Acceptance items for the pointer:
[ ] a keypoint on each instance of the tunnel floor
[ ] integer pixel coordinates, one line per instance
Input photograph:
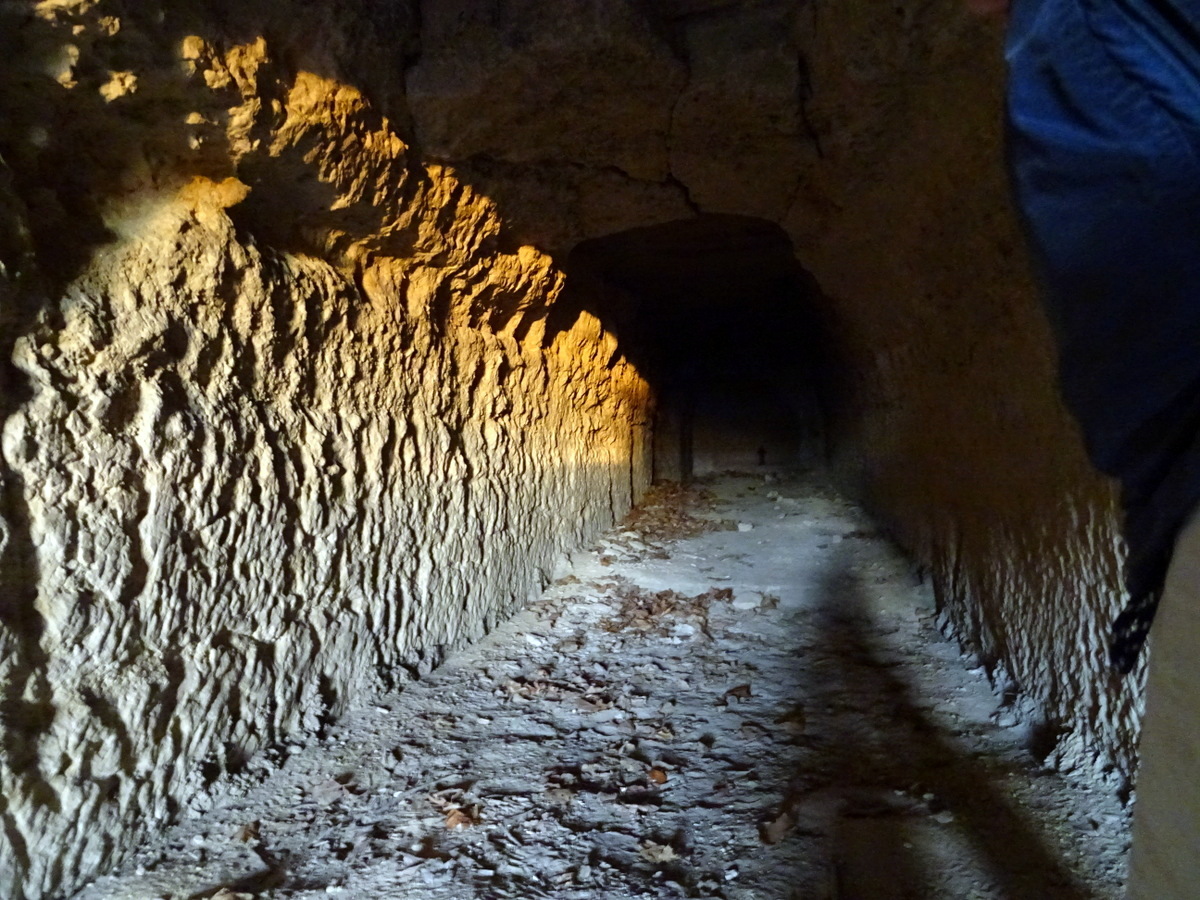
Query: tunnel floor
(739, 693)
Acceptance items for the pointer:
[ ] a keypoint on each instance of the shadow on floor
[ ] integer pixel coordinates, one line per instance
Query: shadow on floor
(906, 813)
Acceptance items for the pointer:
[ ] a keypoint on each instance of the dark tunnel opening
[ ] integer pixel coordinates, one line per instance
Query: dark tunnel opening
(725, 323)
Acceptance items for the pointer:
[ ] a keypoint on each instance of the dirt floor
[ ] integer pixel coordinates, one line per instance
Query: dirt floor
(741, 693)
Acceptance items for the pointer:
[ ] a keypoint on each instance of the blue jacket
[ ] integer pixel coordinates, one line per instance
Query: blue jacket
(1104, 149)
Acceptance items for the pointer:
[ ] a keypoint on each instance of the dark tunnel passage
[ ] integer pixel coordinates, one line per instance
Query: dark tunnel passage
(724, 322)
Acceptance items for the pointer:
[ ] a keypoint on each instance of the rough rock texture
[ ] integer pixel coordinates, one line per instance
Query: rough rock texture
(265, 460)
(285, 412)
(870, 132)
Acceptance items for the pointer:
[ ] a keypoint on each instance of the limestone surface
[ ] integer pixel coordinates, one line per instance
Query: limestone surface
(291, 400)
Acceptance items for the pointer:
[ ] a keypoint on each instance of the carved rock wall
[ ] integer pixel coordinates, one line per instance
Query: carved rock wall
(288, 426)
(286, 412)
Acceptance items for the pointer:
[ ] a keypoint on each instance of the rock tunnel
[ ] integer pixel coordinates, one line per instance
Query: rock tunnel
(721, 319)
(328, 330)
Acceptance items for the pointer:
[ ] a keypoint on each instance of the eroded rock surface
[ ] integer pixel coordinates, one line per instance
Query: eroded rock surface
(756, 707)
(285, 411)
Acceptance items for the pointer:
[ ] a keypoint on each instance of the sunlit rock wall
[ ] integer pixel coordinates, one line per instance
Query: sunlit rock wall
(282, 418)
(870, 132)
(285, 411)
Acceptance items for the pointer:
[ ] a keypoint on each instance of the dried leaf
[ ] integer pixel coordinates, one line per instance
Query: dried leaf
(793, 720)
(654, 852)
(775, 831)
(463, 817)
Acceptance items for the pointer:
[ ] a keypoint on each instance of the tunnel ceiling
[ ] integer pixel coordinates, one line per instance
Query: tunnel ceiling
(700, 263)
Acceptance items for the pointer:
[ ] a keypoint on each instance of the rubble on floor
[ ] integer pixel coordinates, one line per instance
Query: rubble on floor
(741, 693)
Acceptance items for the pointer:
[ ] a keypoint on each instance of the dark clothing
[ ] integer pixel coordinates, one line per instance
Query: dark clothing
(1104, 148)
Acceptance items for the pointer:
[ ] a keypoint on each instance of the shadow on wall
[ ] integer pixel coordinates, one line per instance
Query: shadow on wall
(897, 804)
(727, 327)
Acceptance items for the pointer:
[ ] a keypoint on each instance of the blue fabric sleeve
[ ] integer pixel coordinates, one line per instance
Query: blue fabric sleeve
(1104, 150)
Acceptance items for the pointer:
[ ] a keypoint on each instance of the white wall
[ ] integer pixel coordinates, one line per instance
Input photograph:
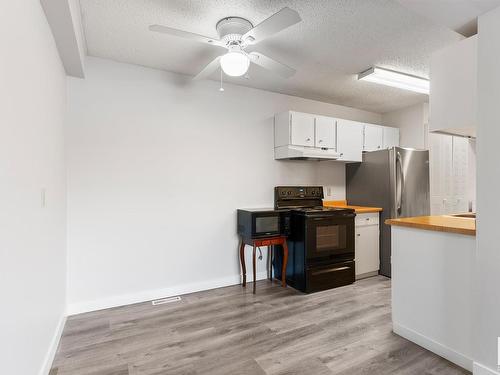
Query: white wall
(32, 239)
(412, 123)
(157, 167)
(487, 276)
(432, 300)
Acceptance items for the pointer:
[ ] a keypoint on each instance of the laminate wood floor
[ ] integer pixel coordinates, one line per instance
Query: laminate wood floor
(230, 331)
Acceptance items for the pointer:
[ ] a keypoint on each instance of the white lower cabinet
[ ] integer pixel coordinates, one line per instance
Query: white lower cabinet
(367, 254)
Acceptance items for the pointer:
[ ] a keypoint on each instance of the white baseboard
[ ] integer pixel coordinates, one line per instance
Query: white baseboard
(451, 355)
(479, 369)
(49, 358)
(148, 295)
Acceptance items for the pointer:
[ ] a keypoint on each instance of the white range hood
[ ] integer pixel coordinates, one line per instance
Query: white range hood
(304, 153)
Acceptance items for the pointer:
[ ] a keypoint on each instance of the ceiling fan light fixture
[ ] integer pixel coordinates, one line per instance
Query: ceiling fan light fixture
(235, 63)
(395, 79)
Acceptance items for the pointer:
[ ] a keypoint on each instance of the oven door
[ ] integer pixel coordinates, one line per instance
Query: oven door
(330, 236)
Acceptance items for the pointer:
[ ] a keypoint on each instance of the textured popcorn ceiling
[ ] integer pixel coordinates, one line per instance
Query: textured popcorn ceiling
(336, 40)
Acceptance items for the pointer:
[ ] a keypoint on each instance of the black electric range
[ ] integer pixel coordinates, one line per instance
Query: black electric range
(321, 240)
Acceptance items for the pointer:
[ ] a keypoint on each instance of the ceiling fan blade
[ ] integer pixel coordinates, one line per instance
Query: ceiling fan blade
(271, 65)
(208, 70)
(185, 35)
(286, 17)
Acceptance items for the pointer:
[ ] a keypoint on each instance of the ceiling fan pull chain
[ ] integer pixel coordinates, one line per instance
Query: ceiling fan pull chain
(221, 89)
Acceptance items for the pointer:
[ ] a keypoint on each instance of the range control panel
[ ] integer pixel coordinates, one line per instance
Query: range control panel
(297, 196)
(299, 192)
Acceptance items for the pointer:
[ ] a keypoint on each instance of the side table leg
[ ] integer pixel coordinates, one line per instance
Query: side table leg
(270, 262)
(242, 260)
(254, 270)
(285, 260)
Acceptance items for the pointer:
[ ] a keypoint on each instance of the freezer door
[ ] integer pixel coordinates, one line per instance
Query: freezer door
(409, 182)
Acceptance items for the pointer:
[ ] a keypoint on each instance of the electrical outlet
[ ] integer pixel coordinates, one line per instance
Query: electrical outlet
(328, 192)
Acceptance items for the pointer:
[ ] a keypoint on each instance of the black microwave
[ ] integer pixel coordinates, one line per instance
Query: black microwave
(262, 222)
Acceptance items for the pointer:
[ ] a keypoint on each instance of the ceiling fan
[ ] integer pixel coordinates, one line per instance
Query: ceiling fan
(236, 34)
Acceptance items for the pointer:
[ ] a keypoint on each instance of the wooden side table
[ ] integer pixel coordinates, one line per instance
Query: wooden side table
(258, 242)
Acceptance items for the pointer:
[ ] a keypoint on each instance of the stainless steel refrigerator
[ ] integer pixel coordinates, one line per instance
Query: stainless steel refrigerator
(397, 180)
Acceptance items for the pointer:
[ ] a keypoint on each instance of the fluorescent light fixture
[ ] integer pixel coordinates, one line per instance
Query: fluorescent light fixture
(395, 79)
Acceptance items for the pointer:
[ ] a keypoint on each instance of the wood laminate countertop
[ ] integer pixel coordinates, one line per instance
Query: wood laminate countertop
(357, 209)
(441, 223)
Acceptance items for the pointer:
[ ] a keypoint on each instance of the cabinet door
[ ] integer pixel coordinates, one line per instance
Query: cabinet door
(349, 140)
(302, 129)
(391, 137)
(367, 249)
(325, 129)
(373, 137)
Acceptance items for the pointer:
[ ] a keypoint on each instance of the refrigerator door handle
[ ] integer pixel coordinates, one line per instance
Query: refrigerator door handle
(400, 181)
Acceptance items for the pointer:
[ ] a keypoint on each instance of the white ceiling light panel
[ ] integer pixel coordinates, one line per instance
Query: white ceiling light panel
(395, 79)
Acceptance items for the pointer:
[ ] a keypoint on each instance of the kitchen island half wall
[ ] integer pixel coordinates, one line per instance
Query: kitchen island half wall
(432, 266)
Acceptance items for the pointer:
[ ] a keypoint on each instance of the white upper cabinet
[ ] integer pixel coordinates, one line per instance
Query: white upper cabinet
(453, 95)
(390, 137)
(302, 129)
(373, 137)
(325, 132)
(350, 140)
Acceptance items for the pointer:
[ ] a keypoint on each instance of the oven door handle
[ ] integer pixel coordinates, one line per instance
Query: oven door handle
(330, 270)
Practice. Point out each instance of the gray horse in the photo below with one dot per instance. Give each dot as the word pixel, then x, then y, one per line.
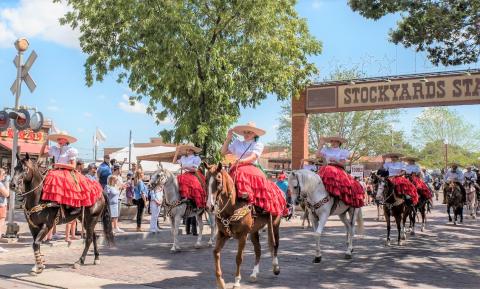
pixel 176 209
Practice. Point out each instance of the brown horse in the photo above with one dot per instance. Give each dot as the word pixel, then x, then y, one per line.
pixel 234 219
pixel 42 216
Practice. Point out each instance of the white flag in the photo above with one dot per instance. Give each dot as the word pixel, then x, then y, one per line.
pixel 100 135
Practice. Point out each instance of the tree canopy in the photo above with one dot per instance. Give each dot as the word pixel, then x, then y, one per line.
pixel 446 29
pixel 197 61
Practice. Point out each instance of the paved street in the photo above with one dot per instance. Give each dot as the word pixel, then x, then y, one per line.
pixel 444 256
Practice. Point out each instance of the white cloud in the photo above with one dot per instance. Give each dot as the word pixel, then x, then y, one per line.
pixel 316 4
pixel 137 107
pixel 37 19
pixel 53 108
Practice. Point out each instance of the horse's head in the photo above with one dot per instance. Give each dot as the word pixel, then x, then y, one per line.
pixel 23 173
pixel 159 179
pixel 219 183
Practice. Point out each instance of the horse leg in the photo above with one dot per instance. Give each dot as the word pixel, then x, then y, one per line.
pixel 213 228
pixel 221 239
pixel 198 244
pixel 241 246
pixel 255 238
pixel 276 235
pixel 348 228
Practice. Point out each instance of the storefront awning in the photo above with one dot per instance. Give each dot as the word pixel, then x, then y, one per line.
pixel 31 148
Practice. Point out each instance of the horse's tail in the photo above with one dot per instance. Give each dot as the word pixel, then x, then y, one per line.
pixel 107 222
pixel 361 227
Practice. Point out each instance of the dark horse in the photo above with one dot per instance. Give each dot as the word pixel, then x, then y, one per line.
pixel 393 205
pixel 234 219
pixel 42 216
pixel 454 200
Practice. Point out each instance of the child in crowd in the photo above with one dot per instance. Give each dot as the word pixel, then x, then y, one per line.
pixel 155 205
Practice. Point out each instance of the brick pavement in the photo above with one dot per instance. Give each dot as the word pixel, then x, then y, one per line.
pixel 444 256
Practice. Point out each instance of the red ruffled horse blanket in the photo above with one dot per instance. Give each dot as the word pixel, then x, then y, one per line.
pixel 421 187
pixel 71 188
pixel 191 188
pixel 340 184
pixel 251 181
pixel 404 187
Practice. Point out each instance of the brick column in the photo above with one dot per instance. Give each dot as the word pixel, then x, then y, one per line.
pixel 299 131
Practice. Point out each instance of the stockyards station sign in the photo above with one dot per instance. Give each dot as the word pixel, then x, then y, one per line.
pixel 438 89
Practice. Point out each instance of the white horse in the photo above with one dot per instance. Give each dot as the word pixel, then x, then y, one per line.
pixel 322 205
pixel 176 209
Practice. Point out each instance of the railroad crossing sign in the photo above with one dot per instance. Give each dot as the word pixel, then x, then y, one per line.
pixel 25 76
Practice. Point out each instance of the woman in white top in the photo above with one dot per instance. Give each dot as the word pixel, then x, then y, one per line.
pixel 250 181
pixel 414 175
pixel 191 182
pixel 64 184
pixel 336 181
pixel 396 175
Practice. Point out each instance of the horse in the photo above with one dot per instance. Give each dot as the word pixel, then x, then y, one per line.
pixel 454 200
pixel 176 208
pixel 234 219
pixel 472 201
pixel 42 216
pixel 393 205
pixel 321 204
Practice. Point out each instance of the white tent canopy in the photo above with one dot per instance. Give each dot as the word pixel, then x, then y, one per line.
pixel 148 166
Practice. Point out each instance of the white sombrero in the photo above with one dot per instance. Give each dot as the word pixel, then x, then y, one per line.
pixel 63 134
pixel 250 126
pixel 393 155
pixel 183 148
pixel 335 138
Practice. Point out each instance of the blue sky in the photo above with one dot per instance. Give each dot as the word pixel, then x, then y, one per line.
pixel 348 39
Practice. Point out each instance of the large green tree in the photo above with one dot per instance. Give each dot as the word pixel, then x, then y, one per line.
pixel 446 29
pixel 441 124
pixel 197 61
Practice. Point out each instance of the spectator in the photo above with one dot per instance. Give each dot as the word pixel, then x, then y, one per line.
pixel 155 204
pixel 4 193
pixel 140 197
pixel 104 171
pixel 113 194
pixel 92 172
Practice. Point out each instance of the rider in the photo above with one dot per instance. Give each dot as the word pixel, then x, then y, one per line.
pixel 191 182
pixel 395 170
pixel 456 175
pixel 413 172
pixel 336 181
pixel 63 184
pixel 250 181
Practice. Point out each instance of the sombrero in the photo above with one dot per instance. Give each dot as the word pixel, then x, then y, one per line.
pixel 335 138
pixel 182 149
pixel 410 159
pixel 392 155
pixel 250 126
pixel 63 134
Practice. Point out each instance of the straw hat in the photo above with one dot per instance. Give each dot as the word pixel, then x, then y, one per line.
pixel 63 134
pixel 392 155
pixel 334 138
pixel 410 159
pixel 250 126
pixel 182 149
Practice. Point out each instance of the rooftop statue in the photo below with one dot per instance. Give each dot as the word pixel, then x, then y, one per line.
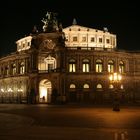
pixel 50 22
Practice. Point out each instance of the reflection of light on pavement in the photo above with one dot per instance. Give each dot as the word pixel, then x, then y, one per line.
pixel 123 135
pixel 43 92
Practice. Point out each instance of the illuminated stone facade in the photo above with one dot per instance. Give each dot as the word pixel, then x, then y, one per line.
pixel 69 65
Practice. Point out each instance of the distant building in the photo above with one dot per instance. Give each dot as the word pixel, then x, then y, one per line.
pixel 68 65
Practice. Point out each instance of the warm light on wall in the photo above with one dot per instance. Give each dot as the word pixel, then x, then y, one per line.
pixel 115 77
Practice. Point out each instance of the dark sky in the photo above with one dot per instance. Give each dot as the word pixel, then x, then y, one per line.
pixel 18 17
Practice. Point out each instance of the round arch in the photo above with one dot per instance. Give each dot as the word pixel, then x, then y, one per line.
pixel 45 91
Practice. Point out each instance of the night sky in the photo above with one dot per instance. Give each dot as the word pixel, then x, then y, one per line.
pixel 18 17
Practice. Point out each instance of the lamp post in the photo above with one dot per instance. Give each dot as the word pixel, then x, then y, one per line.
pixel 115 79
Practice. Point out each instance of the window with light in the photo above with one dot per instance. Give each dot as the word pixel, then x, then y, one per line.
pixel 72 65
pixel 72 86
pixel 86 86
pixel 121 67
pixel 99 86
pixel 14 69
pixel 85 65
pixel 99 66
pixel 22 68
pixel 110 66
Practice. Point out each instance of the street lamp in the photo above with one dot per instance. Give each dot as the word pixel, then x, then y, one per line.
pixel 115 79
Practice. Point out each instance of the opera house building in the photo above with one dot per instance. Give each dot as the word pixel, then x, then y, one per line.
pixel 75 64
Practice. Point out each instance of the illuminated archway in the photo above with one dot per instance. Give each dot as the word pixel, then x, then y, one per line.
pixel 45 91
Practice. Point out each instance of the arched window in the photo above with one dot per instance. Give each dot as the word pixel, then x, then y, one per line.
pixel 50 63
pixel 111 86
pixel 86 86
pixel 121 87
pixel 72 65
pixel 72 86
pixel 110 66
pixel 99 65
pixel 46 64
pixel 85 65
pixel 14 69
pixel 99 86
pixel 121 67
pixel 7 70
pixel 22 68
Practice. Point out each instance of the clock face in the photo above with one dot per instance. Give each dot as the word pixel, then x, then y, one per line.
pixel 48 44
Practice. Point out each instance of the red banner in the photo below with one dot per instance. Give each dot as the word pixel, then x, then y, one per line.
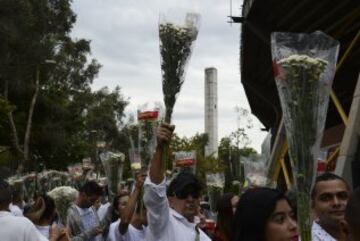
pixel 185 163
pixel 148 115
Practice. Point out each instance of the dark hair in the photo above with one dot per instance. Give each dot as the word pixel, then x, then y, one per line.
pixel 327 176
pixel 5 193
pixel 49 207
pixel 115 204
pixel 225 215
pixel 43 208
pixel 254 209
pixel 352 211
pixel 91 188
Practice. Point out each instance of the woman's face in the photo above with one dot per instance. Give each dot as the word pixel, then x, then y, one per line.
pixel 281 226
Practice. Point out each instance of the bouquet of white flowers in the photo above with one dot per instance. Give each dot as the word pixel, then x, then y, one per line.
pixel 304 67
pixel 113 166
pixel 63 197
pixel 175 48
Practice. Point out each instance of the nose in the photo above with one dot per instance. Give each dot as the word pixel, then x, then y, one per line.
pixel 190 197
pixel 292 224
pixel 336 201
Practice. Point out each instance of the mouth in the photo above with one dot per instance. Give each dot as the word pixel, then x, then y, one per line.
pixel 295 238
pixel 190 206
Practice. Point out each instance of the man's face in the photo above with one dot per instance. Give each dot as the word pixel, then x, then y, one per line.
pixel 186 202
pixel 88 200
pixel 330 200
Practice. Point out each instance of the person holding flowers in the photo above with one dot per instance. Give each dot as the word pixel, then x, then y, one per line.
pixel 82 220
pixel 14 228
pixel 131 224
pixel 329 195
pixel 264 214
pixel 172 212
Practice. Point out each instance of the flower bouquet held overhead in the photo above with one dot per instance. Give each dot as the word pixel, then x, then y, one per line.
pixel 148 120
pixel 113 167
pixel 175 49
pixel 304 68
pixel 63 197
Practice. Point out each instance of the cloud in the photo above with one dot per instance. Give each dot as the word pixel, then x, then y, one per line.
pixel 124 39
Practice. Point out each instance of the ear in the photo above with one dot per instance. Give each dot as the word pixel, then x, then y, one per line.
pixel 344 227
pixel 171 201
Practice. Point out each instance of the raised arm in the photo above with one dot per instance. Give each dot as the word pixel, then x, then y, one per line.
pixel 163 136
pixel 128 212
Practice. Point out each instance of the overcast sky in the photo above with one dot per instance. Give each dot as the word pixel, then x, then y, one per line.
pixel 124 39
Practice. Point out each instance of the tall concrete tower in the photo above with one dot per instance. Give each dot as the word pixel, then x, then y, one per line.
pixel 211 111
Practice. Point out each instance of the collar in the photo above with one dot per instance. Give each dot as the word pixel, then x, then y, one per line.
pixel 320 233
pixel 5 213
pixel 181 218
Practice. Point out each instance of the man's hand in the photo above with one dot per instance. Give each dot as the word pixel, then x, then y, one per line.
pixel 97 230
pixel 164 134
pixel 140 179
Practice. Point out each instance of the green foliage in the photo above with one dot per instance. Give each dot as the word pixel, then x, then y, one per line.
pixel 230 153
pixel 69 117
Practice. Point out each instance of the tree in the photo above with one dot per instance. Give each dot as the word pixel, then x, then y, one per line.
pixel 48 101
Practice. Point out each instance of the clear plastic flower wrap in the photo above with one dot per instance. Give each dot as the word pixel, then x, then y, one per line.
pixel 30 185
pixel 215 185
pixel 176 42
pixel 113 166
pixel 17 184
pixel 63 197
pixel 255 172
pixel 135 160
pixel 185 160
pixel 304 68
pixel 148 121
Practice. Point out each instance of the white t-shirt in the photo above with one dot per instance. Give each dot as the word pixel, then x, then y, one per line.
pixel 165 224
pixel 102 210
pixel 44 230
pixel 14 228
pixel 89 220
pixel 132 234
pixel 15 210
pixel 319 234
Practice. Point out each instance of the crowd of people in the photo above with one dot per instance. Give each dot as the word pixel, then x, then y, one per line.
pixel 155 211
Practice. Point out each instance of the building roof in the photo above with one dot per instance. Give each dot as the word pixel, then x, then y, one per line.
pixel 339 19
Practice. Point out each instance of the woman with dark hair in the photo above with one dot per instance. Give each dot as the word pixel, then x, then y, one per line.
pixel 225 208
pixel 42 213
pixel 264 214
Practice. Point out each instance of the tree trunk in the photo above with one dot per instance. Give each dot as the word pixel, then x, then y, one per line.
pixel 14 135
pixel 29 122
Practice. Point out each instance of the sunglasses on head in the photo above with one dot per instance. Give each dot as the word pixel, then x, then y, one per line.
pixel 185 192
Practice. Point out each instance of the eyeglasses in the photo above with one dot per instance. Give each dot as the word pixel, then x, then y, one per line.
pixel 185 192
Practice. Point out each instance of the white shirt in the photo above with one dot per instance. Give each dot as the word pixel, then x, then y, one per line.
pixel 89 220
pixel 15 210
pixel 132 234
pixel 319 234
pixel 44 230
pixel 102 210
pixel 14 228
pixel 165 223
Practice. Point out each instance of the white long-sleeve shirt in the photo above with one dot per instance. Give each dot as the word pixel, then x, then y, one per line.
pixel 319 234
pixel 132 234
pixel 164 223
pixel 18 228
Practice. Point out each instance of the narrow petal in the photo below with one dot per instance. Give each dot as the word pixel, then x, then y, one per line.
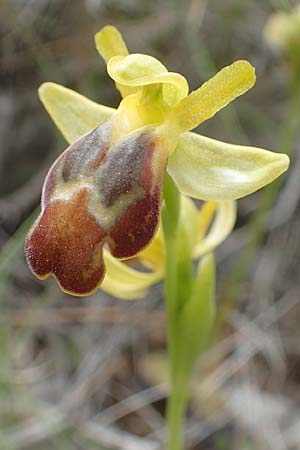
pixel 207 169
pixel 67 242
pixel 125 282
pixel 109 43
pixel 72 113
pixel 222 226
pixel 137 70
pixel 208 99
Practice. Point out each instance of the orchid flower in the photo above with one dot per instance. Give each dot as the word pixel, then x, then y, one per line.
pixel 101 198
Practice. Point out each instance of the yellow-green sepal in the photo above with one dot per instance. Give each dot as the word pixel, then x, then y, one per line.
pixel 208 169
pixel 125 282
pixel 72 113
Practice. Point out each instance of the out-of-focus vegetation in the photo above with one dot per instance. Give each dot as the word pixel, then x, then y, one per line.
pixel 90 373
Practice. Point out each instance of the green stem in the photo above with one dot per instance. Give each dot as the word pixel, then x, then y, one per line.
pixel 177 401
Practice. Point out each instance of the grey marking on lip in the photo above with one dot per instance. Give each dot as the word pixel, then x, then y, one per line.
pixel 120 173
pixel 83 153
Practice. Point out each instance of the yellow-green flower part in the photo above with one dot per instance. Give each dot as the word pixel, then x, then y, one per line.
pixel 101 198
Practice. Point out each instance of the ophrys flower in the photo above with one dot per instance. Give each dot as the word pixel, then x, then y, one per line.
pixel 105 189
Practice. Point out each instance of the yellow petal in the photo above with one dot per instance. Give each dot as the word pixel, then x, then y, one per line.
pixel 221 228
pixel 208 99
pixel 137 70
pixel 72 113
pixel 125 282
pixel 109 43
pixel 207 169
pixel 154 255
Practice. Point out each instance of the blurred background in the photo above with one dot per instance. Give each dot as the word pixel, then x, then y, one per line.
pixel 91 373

*-*-*

TRY IT:
Copy the lines above exactly, beginning at the line that has "Query: side table leg" and stopping after the line that has "[ ] a keypoint on each instance of the wooden", and omit the rest.

YOUR RESPONSE:
Query: side table leg
(270, 262)
(242, 260)
(254, 270)
(285, 260)
Acceptance items for the pointer:
[ ] a keypoint on each instance of the freezer door
[ ] integer pixel coordinates, one line per instance
Query: freezer door
(409, 182)
Acceptance items for the pointer:
[ ] a keypoint on each instance of the electrical outlet
[ ] integer pixel coordinates, one line per instance
Query: electrical outlet
(328, 192)
Acceptance items for the pointer:
[ ] a keypoint on each instance of the black microwave
[ ] integer pixel coordinates, one line per instance
Query: black microwave
(262, 222)
Acceptance items for the pointer:
[ ] a keypoint on each instance of the ceiling fan
[ ] integer pixel coordinates, one line per instance
Query: ceiling fan
(236, 34)
Acceptance items for the pointer:
[ ] a keypoint on each instance of the wooden side table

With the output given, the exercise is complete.